• TEXT SHOWN:
BEING MORTAL by Atul Gawande

 This book is the third written by Boston based surgeon about medical matters close to heart - the ethics and morality of what modern day medical practice is all about. He is also a staff writer for The New York Times and a professor at Harvard. It is a rare person who can take the scary science of medicine, humanise and demystify for us ignorant saps what really drives doctors and surgeons in their high pressure, high stakes work.

Three certainties in life - birth, death, and taxes.  We don't remember our births, and nothing really of the first two years of life. Taxes, well, we know all about them, and nothing we can do about those. Death and with it getting old - we don't want to face all that ickiness, losing our memories, eyesight, hearing, mobility, senility, bodily functions. And what about disease and sickness? All far too scary. And who wants to go and live in a rest home - visions of old people shrivelled up in wheelchairs, sitting zombie like in front of tele, dinner at 5pm. Is this what our active, interesting and stimulating lives have been reduced to? And is getting old, and the process of dying something we can have some control of, something we can do about?

• WORK INSTRUCTION:
Continue the review of Atul Gawande's Being Mortal from its last sentence. The data that follows comes from a different source than the review.

• INFORMATION SHOWN:

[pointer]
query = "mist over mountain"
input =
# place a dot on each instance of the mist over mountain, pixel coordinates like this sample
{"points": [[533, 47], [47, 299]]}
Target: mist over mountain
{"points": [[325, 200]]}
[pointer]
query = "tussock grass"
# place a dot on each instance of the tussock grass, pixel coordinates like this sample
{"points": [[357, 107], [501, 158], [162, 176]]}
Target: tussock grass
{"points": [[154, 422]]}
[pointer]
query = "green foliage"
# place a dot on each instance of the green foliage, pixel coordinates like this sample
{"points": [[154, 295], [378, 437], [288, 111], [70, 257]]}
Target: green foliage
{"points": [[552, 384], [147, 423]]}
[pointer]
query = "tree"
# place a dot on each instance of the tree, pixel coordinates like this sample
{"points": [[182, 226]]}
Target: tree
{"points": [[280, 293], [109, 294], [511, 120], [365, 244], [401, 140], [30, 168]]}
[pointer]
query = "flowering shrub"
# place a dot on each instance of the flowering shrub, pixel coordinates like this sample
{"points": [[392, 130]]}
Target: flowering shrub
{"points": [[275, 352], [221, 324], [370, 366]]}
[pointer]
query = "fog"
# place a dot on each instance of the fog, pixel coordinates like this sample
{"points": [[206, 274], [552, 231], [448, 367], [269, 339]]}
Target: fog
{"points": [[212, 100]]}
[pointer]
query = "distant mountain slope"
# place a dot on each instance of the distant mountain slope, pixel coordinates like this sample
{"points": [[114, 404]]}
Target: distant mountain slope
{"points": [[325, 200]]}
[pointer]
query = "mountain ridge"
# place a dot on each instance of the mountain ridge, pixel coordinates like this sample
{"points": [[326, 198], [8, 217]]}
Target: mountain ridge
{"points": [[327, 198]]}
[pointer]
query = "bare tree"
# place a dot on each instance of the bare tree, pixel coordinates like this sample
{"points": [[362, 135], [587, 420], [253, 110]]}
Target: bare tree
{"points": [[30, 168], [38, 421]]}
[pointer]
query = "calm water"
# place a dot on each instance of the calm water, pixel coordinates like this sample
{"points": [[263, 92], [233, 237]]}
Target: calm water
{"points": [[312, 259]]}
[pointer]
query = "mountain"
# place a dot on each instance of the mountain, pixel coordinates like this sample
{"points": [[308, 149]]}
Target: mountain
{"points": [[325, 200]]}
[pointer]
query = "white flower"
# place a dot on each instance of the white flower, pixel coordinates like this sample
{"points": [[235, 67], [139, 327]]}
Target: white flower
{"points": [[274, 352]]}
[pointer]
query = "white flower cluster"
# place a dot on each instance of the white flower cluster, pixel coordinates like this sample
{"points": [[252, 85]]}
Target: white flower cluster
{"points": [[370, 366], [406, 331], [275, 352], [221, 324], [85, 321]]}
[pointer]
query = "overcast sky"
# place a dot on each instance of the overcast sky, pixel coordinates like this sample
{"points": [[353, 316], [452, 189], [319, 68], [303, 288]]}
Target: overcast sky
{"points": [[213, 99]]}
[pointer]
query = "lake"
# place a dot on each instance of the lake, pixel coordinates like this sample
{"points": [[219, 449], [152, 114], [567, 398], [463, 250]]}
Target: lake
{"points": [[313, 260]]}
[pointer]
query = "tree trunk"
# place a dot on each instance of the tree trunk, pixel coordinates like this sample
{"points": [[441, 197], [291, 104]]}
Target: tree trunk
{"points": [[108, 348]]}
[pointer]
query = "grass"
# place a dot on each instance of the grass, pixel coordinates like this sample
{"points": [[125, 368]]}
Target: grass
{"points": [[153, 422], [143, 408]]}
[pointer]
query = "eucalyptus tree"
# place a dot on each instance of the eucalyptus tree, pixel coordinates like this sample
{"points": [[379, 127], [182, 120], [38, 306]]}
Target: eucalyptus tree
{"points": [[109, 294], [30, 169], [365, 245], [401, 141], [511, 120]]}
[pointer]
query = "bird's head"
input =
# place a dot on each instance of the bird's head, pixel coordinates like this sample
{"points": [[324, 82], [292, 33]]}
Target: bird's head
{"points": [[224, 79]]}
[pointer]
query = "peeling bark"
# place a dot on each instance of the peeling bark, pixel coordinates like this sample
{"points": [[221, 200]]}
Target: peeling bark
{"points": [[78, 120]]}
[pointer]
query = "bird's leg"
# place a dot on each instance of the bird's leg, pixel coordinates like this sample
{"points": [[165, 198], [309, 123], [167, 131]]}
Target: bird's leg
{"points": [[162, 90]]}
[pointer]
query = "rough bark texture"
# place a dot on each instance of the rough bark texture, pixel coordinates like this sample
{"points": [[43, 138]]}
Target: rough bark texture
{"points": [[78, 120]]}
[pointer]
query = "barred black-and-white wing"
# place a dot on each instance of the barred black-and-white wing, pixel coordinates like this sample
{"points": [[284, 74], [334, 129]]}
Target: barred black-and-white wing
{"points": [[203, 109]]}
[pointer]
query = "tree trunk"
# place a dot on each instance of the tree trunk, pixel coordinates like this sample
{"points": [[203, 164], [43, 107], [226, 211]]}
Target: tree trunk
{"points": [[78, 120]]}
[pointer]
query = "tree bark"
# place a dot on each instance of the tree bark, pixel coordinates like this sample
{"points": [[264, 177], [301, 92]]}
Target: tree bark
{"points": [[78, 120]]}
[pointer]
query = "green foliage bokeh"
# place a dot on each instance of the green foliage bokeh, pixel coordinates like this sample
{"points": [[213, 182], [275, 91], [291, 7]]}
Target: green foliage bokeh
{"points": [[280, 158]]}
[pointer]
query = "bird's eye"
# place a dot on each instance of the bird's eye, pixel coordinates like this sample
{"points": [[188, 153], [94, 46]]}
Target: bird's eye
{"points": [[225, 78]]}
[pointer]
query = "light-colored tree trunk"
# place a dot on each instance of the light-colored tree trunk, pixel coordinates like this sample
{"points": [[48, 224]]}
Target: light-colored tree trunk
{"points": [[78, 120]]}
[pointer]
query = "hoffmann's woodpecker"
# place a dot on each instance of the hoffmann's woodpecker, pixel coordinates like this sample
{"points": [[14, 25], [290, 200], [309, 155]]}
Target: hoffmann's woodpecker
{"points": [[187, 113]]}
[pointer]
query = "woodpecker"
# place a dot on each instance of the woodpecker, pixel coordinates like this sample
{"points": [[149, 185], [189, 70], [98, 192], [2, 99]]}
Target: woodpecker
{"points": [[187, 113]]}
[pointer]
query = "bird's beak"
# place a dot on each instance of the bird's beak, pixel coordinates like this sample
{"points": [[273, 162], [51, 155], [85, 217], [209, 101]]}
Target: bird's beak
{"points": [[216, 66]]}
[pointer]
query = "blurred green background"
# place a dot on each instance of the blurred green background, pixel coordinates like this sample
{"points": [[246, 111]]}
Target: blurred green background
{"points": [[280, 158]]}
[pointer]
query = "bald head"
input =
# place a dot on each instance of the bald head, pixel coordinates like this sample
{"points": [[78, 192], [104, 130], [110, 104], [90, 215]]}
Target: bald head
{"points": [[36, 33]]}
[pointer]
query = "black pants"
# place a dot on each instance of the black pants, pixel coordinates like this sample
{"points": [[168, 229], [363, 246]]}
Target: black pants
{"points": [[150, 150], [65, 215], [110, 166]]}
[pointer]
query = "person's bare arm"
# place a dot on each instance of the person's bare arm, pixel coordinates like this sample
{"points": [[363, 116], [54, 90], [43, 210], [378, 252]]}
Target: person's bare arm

• TASK RESULT:
Well, we can't prevent it happening, but we can certainly make it easier for ourselves and our families, which is the author's focus in this book. As a doctor, he has been trained in the physical care of the elderly. But his experiences in dealing with elderly people, including his own grandmother and father, have shown him that good care is about so much more than prescribing medication, four walls and three meals a day. He identifies the three enemies of successfully managing old age - boredom, loneliness and helplessness. Any of these three have an immediate negative impact on one's quality of life. We already know this of course as it may affect us when we aren't elderly. But up until recently the options available for elderly care have been fairly limited - primarily rest/nursing homes - where these three afflictions have plenty of opportunity to flourish. So he advocates for community based care, retirement villages, pets both furry and feathered, and being active for as long as possible.

He then addresses terminal illness and the process of dying - not nearly as awful as one might think. Again, it is all about helping people maintain their dignity, giving them control over how their pain and illness is to be managed, having those 'conversations' that none of us want to have with our own selves, let alone with others we care about.

There is plenty of the personal memoir in this book, not only in his writing about patients and families he has dealt with, but also his own family. Which for the ignorant reader is really quite wonderful. Not only is the doctor showing how human he is too, just like the rest of us, but with enormous grace and humility is showing us how we can make old age different, better, happier, more productive. Compulsory reading for everyone, I loved it so much I bought my own copy.